▸ BRIEF
Stop at the line that contains "Target: boy's head". Until then, set down each line of the records exactly, beginning with the first, and skip pictures.
[[ RECORDS FOR THIS EXERCISE open ]]
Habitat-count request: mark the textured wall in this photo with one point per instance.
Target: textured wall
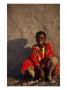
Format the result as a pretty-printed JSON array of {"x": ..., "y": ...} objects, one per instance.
[{"x": 23, "y": 22}]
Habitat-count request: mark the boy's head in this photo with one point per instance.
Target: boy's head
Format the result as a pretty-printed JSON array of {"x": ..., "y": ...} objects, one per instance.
[{"x": 40, "y": 38}]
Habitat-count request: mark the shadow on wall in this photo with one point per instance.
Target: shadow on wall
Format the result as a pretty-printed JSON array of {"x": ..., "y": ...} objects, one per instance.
[{"x": 16, "y": 53}]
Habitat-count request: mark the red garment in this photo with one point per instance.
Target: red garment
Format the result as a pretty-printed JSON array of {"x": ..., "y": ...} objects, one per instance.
[
  {"x": 26, "y": 64},
  {"x": 36, "y": 52},
  {"x": 37, "y": 55}
]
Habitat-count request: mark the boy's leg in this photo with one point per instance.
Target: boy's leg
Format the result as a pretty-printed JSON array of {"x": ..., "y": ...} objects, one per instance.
[{"x": 31, "y": 72}]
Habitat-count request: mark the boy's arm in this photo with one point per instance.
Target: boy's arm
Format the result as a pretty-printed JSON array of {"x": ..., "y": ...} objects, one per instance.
[{"x": 34, "y": 57}]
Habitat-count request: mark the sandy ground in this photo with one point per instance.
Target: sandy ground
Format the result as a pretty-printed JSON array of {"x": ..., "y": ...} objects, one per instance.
[{"x": 23, "y": 21}]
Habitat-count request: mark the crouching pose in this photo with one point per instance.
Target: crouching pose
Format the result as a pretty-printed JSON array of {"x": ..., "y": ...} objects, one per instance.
[{"x": 41, "y": 63}]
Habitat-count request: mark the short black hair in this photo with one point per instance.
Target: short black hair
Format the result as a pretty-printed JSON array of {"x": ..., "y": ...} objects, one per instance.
[{"x": 39, "y": 33}]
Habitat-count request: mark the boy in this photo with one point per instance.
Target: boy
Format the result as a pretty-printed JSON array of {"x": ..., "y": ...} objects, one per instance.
[{"x": 43, "y": 63}]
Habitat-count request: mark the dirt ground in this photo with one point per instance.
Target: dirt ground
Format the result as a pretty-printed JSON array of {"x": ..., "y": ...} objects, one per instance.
[{"x": 23, "y": 21}]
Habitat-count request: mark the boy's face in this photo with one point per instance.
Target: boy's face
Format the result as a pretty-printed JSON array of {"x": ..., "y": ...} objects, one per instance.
[{"x": 41, "y": 40}]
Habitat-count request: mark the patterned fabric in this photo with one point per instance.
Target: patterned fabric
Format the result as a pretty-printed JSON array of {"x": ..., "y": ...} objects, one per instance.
[{"x": 37, "y": 56}]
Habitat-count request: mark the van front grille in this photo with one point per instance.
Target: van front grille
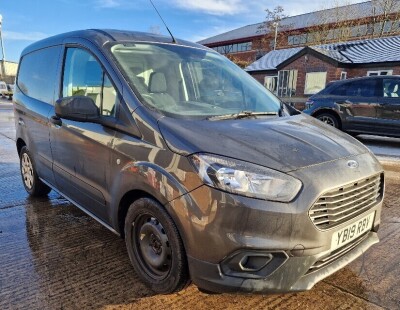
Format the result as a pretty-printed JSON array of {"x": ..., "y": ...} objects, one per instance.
[{"x": 342, "y": 204}]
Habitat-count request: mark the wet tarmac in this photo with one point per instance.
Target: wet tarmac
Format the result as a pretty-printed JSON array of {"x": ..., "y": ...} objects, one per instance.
[[ RECORDS FOR THIS EXERCISE closed ]]
▸ WRITTEN ANSWER
Habitat-count request: mark the textured wall in this photo with one point per instance.
Target: textured wall
Format the result as a pretty-printed JSON array of {"x": ..., "y": ...} objects, one per instance.
[{"x": 23, "y": 22}]
Habitat-count request: mark the boy's head in this photo with one point per instance.
Target: boy's head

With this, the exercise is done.